**ARTICLE**:

--- start ---

Thursday, July 28, 2005

Some Journey

I suppose it's the lot of the aging to point out the faults in this ever changing world, why else would a programme like Grumpy Old Men become so popular - it's watched by a nation of grumpy aging people nodding in agreement (even if their guilty themselves) at the celebs putting the world to rights.

I have considered joining CAMRA in the last year, my love for real ale having grown exponentially since the discovery of some pubs with real variety. However, after careful scrutiny of the leaflet I couldn't see the point. It didn't offer me value for money. What might be a suitable alternative would be to buy this year's CAMRA Good Beer Guide (proceeds to CAMRA, etc.) but after thumbing through it I was hit by a horrible realisation.

I live in a town that has gone from being the centre of the UK shoe industry to being the town with the largest concentration of bars, pubs, and licensed venues in the universe. The town once dubbed Shoesville has been renamed Pubtown, it has meant that the town centre is a buzzing nest of vipers just about every night of the week. It brings in huge amounts of revenue for the council, but puts tremendous pressure on the police force and subsequently they spend more time sorting out drunken idiots on the main drag than preventing crime.

But that isn't my point today. If I was to go on a virtual tour of my town's nightlife we'd be here all day, there are 17 drinking establishments on the main road leading into the town centre alone and for someone of my age there are maybe two or three places that I wouldn't feel like a pervert in a schoolyard, and two of these places are anachronistic pubs - they could easily still be in 1970 (apart from the prices). The other place is so bloody espensive and exclusive that you leave feeling as though you're glad you're getting old if this is what it costs the young to have a reasonable time.

In my town there are about 400 pubs - I'm not kidding, but it is a big town. There are 3 (yes THREE) specialist real ale pubs, and another 6 pubs that have a changing real ale rota - the rest are lager and John Smiths pubs. Of the 3 specialist real ale pubs, one is incredibly parochial, one is a bit of dive and the other is about the most successful pub in town for a clientel of my age - the place heaves most nights and you rarely see flesh younger than 30 in there.

--- end ---

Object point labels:
--- start ---

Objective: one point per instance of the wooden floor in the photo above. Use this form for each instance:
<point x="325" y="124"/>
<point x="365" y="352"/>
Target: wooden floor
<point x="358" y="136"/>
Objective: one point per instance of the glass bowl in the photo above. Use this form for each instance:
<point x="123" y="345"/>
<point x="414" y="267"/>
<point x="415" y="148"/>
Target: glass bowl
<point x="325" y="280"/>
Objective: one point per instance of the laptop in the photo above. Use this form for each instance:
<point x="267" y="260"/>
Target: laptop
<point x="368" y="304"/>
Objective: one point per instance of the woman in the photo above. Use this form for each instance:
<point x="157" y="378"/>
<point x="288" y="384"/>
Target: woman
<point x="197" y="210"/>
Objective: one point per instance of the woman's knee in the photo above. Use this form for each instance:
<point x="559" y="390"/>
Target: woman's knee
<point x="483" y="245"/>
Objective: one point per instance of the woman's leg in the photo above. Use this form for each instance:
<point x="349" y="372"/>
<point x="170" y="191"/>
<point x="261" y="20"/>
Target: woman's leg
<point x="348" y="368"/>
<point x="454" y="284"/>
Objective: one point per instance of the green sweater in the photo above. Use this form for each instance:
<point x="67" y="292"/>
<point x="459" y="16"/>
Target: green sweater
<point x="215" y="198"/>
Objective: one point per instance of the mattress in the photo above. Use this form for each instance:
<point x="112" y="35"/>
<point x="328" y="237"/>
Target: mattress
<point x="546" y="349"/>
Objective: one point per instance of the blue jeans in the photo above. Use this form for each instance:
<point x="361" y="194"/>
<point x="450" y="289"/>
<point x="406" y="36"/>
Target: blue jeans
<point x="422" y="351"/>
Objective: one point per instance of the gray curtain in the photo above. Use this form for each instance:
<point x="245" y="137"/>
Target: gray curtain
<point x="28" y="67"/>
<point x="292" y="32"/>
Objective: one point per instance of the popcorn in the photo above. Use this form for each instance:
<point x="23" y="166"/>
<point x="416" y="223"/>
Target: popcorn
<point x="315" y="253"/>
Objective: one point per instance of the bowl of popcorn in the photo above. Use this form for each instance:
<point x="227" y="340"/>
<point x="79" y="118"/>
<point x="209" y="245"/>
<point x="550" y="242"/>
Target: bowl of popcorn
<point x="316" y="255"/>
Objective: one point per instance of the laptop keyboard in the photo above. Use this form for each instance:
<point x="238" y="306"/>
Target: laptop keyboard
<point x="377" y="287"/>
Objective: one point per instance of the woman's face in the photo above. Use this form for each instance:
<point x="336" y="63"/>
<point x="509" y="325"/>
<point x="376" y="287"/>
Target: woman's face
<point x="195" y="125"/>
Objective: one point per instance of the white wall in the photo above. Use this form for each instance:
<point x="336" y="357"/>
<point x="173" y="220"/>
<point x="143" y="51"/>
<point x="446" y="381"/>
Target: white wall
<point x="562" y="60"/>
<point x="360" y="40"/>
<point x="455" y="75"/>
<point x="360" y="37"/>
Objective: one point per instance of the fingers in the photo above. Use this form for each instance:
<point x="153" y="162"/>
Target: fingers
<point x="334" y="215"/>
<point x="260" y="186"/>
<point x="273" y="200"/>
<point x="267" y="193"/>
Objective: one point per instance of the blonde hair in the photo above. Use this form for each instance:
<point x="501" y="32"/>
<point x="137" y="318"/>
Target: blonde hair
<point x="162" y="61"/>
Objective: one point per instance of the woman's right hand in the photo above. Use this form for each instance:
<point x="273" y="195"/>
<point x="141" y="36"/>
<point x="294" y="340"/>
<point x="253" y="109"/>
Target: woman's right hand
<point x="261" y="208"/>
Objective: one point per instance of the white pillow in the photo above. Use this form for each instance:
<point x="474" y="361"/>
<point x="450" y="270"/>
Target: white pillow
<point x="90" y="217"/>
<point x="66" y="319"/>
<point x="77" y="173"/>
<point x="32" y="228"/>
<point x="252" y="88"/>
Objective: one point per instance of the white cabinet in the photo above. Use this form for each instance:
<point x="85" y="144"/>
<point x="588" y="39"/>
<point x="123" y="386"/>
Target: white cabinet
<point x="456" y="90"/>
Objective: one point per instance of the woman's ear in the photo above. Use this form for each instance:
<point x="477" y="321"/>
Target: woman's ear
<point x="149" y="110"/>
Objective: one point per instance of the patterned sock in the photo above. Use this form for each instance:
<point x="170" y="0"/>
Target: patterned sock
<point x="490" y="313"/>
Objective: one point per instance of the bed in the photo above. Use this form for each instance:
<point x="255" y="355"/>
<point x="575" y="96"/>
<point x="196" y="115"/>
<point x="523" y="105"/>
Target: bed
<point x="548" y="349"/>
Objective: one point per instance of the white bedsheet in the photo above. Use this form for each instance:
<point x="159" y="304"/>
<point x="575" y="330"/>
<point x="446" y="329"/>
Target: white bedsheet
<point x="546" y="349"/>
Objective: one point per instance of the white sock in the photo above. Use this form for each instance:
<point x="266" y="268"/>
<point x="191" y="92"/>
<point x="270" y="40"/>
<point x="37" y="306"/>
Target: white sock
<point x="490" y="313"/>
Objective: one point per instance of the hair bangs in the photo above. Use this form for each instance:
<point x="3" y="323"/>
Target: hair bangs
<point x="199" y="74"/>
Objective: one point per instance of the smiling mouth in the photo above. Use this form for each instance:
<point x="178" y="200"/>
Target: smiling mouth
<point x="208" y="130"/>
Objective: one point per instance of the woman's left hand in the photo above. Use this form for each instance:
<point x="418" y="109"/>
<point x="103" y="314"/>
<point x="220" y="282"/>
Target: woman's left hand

--- end ---

**EXERCISE PROMPT**:
Reproduce verbatim the stretch of the blog post on real ale pubs from "Some Journey" through "world to rights.".

**REPLY TO THE TASK**:
Some Journey

I suppose it's the lot of the aging to point out the faults in this ever changing world, why else would a programme like Grumpy Old Men become so popular - it's watched by a nation of grumpy aging people nodding in agreement (even if their guilty themselves) at the celebs putting the world to rights.